> [HOW TO COMPLETE THIS TASK]: Reproduce the entries in full and exactly. Pictures stay out.

> [EXERCISE MATERIAL]:

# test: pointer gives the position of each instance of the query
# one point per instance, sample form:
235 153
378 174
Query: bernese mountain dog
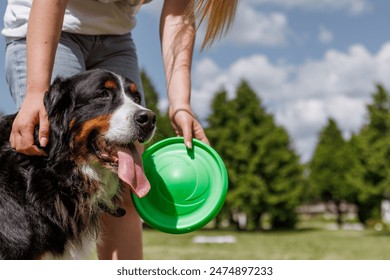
50 205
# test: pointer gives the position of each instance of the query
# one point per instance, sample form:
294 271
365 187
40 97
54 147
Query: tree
372 145
329 169
264 172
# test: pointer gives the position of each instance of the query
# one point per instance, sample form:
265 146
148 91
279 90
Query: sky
307 60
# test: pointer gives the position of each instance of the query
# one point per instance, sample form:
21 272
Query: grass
303 244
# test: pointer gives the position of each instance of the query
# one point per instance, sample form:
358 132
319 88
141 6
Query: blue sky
308 60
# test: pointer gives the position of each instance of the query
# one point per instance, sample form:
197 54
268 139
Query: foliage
329 169
372 147
264 172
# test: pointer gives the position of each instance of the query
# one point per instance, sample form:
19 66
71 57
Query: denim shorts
75 53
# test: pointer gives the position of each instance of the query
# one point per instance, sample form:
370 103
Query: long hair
218 15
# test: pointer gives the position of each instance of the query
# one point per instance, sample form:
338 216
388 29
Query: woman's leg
121 238
69 60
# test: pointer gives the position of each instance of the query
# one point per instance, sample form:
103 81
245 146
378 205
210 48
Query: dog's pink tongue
131 172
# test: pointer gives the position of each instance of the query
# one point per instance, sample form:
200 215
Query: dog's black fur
47 202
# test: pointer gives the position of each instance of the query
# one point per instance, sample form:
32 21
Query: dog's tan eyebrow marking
110 84
133 87
101 123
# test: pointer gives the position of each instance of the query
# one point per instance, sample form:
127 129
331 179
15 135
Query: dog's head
95 119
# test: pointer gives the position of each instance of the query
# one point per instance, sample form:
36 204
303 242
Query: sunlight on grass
310 244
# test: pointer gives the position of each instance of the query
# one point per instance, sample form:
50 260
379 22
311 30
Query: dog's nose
145 118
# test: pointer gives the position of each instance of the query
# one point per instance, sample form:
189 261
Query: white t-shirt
90 17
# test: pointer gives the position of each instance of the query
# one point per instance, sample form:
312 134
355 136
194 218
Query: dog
51 204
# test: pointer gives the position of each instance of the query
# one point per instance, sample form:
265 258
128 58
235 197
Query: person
63 37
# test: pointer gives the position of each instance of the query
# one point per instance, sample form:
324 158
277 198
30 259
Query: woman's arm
44 31
177 35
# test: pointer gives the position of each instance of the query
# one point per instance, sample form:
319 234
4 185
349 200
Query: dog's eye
103 94
137 97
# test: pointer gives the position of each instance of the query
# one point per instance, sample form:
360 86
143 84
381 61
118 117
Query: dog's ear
59 102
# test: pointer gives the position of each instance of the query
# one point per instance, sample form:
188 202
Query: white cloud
354 7
325 35
302 97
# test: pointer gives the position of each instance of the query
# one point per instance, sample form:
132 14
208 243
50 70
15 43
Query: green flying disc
188 186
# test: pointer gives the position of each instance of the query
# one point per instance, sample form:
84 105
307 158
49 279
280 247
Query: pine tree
372 145
264 172
329 169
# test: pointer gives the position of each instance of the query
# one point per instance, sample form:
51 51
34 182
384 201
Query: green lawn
304 244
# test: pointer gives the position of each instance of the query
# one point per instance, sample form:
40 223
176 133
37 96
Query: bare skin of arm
177 43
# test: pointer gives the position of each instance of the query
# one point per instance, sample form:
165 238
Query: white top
90 17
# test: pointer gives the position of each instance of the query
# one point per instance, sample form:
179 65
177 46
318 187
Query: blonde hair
217 14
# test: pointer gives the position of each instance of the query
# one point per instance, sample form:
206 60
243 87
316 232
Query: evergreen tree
372 145
329 169
264 172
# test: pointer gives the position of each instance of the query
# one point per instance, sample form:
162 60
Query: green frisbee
188 186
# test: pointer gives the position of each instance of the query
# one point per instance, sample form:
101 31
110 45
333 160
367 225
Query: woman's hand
185 124
30 114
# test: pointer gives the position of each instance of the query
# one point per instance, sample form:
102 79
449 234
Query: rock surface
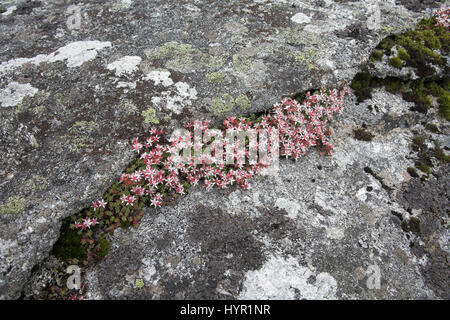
78 80
323 228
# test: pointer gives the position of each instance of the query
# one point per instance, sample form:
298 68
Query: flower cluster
291 128
86 223
442 17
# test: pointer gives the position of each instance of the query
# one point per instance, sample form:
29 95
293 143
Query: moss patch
421 49
69 245
396 62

> [ANSWER TO THE PROBLEM]:
# test: pointer gives the position of each instance of the query
# one point per instance, sample form:
235 153
378 174
Query: bernese mountain dog
50 205
# test: pointer gives the position of each instance of the query
# one point per instance, sample form:
294 271
365 187
40 97
54 147
Query: tree
372 145
329 169
264 172
# test: pointer gives the position of each instance of the query
# one point per instance, sample form:
265 146
148 91
279 90
Query: sky
307 60
# test: pointer gives the position of each instance of the query
# one point per instance, sample form:
21 272
Query: grass
303 244
# test: pointer gives the position of each instance of the query
# one point per instance, sample form:
358 132
319 88
141 6
Query: blue sky
308 60
# test: pointer gives the position of each instance of the query
# one point per instance, sample form:
197 54
268 139
Query: foliage
329 169
372 147
264 172
# test: pointer gives the position of each instance of the query
# one point per instance, sample form:
19 66
71 57
Query: denim shorts
75 53
# test: pointer gives the position of each instance of the query
# one point per instance, sample form:
370 103
Query: long hair
218 15
# test: pointer gives the position of each instance of the query
# one point per instance, sample form:
338 216
388 29
Query: woman's leg
121 238
69 60
# test: pointer gives the position of each instance of the query
# one point per instance, sample form:
103 81
245 146
378 205
210 48
Query: dog's pink tongue
131 172
# test: pointer gives the position of each instance of the query
# one point per instance, sample form:
200 215
Query: dog's black fur
47 202
# test: pointer gives the position of each instance of the query
# one point per instance, sample form:
32 21
Query: dog's tan eyebrow marking
110 84
133 87
101 123
# test: pointer gives the position of each instance of the query
# one point per instance, sample form:
127 129
331 179
15 135
Query: dog's head
95 119
# test: pointer gives the position of each instance of the query
# one point per instance, sample form:
36 204
303 242
Query: sunlight on grass
310 244
# test: pointer gives the position of each instance of the query
# one point per instance, sample form:
50 260
379 22
311 30
Query: dog's nose
145 118
# test: pointer gives the position of each instance of the query
# one point per instance, sample form:
189 261
Query: white t-shirt
90 17
# test: pointer gives the position of each instance of the query
# one point per instance, sample form:
312 134
355 136
194 218
Query: dog
51 204
# test: pointer gives the position of each instance of the query
# one point per instance, sample form:
265 258
128 58
235 197
Query: person
63 37
# test: pointer gives the position of each instance of the query
# one point per instance, sample form:
324 158
277 198
30 259
Query: woman's arm
44 31
177 35
# test: pointer gives the position of each instance of the query
# one point per instance, sample form:
319 234
4 185
349 200
Query: dog's eye
103 94
137 97
# test: pointer gives the position of each instance of the query
# one point per instance, sample form:
360 86
143 84
381 61
118 117
Query: dog's ear
59 102
# test: pointer gives the position of each instance of the query
# one point per instance, sample form:
188 202
Query: white cloud
354 7
325 35
302 97
# test: pointer gives the position of each instance of the query
# one point per instance, sample form:
132 14
208 243
50 70
15 43
Query: green flying disc
188 186
# test: pointer gives the position of each instance of the query
# one point per instance, sample form:
84 105
307 158
49 279
280 247
Query: pine tree
372 145
264 172
329 169
# test: pointer gives the position of each instance of the query
# one point per instance, sample form:
51 51
34 182
384 201
Query: green lawn
304 244
# test: pointer gives the position of each instance of the query
# one point per instance, sample form:
40 223
176 133
37 96
Query: bare skin of arm
177 43
# test: pointer gives the position of each instance of the query
# one point per instance, sample form:
165 238
Query: white top
90 17
# test: pointer gives the position of each instance of the query
# one point per instance, sample form:
179 65
177 46
318 187
Query: blonde hair
217 14
# test: pointer gives the position of each instance of the query
# one point per instance, sample form:
206 60
243 87
316 232
Query: evergreen tree
372 145
329 169
264 172
# test: pointer gives the position of each instance of the query
# one point per instance, sample form:
162 60
Query: green frisbee
188 186
# test: pointer gives the position of each instance of the query
# one point per instance, sample form:
101 31
110 45
333 160
367 225
Query: woman's hand
185 124
30 114
# test: pointer gives the position of each instance of the query
# one point per instance, sample form:
102 79
449 234
Query: rock surface
78 80
323 228
# test: pointer gives the position of each instance of the query
# one point per instance, sample form:
298 68
Query: flower cluster
291 128
86 223
442 17
# test: pointer gives the position of each instance of the query
# one point per instance, sample form:
29 95
293 143
Query: moss patch
421 49
69 245
396 62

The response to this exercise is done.